What needs to be done:
Convert the records below into a two-column CSV with the headers label_text and coordinates, giving one row per record. Put each record's text and its answer in a single quoted field apiece, with line breaks replaced by spaces.

Entries supplied:
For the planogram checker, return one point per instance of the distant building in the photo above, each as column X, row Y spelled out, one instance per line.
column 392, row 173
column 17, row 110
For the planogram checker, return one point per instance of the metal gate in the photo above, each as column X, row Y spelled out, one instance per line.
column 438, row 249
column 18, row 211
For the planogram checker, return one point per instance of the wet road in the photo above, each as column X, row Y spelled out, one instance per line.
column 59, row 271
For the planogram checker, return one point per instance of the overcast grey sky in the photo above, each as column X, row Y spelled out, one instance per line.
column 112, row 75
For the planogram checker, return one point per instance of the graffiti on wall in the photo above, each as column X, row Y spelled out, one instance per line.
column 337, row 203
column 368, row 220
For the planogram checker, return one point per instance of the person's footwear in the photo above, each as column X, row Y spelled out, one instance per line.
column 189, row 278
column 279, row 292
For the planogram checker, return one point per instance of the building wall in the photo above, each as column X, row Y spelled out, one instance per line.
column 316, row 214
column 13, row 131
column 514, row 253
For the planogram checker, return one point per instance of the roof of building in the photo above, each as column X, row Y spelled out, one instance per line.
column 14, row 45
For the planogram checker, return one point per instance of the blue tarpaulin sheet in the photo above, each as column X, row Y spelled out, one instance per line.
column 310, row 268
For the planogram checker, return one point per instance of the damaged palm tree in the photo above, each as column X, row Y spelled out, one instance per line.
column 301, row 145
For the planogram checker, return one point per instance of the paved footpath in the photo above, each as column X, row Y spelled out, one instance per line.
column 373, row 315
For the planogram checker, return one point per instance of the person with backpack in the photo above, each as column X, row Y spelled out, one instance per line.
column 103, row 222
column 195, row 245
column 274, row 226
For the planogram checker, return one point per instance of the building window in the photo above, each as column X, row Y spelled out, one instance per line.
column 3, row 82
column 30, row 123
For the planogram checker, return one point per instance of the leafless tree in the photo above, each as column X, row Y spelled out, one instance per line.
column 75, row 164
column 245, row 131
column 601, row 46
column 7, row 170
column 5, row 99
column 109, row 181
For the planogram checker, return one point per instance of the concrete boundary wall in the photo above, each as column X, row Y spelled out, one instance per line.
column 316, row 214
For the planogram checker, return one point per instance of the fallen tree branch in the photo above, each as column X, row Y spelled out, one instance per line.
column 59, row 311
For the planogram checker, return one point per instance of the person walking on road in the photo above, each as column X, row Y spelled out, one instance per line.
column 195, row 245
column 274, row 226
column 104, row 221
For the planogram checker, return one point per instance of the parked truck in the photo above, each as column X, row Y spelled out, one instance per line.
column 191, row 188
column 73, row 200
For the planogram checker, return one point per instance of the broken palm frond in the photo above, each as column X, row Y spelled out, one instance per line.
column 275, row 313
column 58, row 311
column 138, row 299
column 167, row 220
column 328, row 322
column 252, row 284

Output of the exercise:
label_text,coordinates
"For the planogram checker, return one point per instance of the distant building in the photo above, each as column X, row Y spelled out, one instance per line.","column 392, row 173 column 17, row 110"
"For the planogram checker, return one point per instance of the metal gate in the photo above, each as column X, row Y spelled out, one instance per line.","column 438, row 249 column 18, row 211"
"For the planogram checker, return one point per instance of the wet road in the photo above, each as column X, row Y spelled out, one instance per line.","column 59, row 271"
"For the planogram checker, return one point per instance of the overcast grey sky in the photo above, each as column X, row Y spelled out, one instance per line.","column 112, row 75"
"For the planogram checker, return one point per instance of the graffiti on wall in the photo above, each as column X, row Y spelled out, one instance per line.","column 337, row 203 column 368, row 220"
"For the planogram checker, return one point per instance of the person's footwear in the photo above, each as column X, row Y spelled out, one instance per line.","column 189, row 278 column 279, row 292"
"For the planogram checker, return one point per instance of the building wall in the photo above, each as column X, row Y spelled out, one instance per line.","column 316, row 214 column 13, row 131 column 514, row 253"
"For the planogram checker, return one point per instance of the roof of building in the photo above, each as column X, row Y spelled out, one instance per line.","column 14, row 45"
"For the planogram checker, return one point per instance of the blue tarpaulin sheet in the photo above, each as column X, row Y spelled out, one instance per line.","column 310, row 268"
"For the planogram checker, return one point per instance of the damaged palm tree in the photo above, each as column X, row Y spelled out, one instance per line.","column 301, row 145"
"For the planogram checker, return one point per instance of the paved footpath in the photo above, each as column X, row Y spelled out, one instance per line.","column 373, row 315"
"For the planogram checker, return one point per instance of the person with backpack in the photo above, each as column X, row Y spelled out, one instance per line.","column 103, row 222 column 195, row 245 column 274, row 226"
"For the planogram checker, return one point per instance of the building window in the photo above, each as column X, row Y spelled out, one instance per line.","column 3, row 82 column 30, row 123"
"For the planogram checker, return one point per instance of the leafless tree in the photo above, each as column X, row Y spelled out, one instance per line.","column 75, row 164 column 245, row 131 column 601, row 46 column 7, row 170 column 5, row 99 column 109, row 181"
"For the planogram checker, return one point per instance of the concrete boundary wall in the photo above, each as column X, row Y spelled out, one instance per line.","column 316, row 214"
"For the planogram checker, return one point per instance of the fallen tree branch in the photo above, each as column X, row Y spelled out, one instance per line.","column 59, row 311"
"For the planogram checker, return one point per instance of the person walking on road in the photo above, each as column X, row Y spelled out, one instance per line.","column 195, row 245 column 274, row 226 column 104, row 221"
"For the planogram checker, return one point per instance of the parked truck in the photo above, each as column X, row Y spelled out, one instance per line.","column 191, row 188 column 73, row 200"
"For the planogram checker, return one point per instance of the broken palm frond in the photo above, each as column X, row Y spelled out, one instance per line.","column 275, row 313 column 58, row 311 column 138, row 299 column 167, row 220 column 328, row 322 column 252, row 284"